EXERCISE REQUIREMENTS :: Rewrite everything from the line containing "Target: firefighter with orange helmet" down to the last of the rows, putting "crew member" in place of "firefighter" and changing nothing else.

[Pointing dataset excerpts]
···

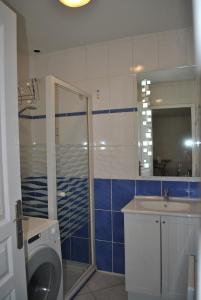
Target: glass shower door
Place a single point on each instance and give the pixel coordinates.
(72, 180)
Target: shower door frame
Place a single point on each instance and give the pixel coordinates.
(50, 88)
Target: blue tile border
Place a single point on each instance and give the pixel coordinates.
(148, 188)
(176, 188)
(83, 113)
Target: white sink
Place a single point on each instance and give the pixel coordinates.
(164, 206)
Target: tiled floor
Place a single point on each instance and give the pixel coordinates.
(103, 286)
(71, 273)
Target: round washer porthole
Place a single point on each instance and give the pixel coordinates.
(44, 275)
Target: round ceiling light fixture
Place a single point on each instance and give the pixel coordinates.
(74, 3)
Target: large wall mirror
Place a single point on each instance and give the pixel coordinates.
(169, 123)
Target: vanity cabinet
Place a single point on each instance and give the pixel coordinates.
(156, 254)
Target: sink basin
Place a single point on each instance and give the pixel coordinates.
(164, 206)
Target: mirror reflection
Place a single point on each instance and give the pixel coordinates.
(169, 131)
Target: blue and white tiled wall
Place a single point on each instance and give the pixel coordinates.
(111, 195)
(103, 70)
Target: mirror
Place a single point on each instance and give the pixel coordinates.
(169, 119)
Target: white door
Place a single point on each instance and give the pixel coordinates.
(12, 262)
(142, 254)
(179, 241)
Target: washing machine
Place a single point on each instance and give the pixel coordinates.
(43, 259)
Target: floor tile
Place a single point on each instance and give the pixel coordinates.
(88, 296)
(84, 290)
(102, 281)
(116, 292)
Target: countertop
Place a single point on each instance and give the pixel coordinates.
(193, 209)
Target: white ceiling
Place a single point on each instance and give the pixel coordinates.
(51, 26)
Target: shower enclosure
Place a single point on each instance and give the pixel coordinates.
(56, 172)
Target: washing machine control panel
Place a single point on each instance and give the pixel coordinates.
(51, 234)
(34, 238)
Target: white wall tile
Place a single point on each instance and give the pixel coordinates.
(38, 129)
(122, 92)
(72, 130)
(25, 131)
(124, 162)
(190, 47)
(68, 65)
(123, 128)
(171, 49)
(66, 101)
(38, 66)
(102, 162)
(100, 90)
(145, 52)
(97, 60)
(120, 56)
(101, 129)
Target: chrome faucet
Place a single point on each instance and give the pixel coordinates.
(166, 194)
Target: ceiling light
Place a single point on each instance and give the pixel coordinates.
(74, 3)
(137, 69)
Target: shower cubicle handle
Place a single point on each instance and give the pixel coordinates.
(19, 227)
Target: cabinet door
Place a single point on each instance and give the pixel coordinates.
(143, 254)
(179, 240)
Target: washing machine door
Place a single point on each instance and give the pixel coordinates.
(44, 274)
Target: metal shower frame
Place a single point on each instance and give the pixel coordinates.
(51, 83)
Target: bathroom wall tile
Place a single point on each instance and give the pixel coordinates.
(124, 162)
(120, 56)
(65, 249)
(38, 66)
(176, 188)
(97, 60)
(38, 131)
(80, 250)
(82, 232)
(118, 227)
(102, 162)
(101, 130)
(76, 133)
(122, 92)
(103, 226)
(122, 192)
(102, 194)
(104, 255)
(118, 258)
(121, 123)
(145, 52)
(171, 49)
(100, 90)
(148, 187)
(190, 46)
(68, 65)
(195, 189)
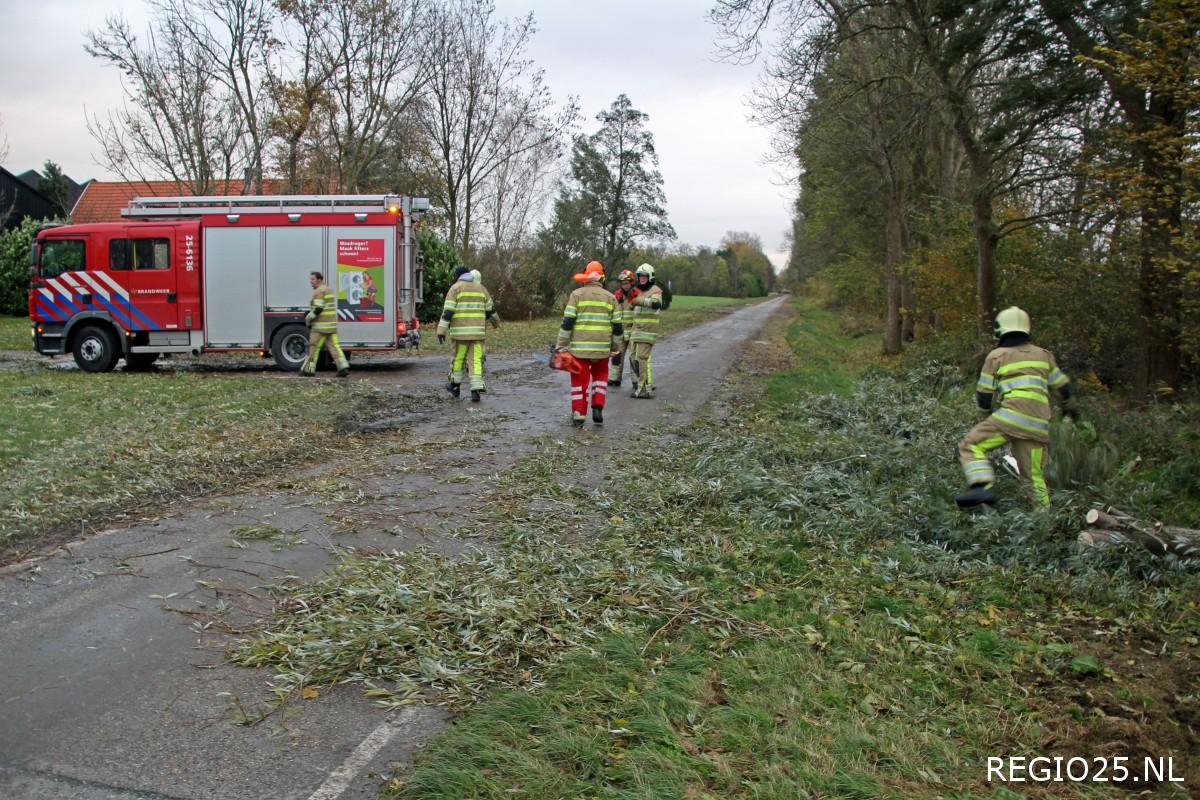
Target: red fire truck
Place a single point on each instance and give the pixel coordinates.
(226, 274)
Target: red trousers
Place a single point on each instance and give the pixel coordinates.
(593, 377)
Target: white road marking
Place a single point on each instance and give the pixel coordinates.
(341, 779)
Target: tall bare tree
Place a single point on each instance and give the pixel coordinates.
(178, 120)
(300, 91)
(377, 54)
(487, 108)
(237, 38)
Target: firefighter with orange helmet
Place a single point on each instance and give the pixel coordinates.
(322, 320)
(1019, 374)
(592, 332)
(625, 310)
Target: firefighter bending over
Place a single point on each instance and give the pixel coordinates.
(322, 320)
(1019, 374)
(465, 314)
(647, 302)
(625, 277)
(592, 331)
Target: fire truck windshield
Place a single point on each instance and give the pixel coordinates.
(60, 256)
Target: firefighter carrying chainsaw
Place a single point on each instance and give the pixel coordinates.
(466, 312)
(625, 310)
(647, 300)
(591, 332)
(322, 320)
(1019, 374)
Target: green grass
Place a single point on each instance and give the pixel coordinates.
(829, 359)
(76, 446)
(15, 334)
(525, 336)
(781, 603)
(898, 643)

···

RESULT FOR THIS EXERCISE ::
Target: crew member with orange helmet
Place a single point on each instance and give the pixel coordinates.
(322, 320)
(1019, 374)
(592, 332)
(625, 310)
Target: crew member bending over
Place a single point on each instance and give the pixel coordinates.
(322, 320)
(1019, 374)
(465, 314)
(647, 302)
(625, 277)
(592, 331)
Target: fire truck windshield
Place a single point on each instance and give the pixel coordinates.
(60, 256)
Target: crew member carrying chainsaw
Place a single point on each instance and give the pixel coordinates.
(466, 312)
(625, 310)
(647, 300)
(591, 332)
(322, 320)
(1019, 374)
Target: green grass
Place a single point on each instance and give the pixel coordinates.
(829, 359)
(76, 446)
(15, 334)
(525, 336)
(781, 603)
(898, 643)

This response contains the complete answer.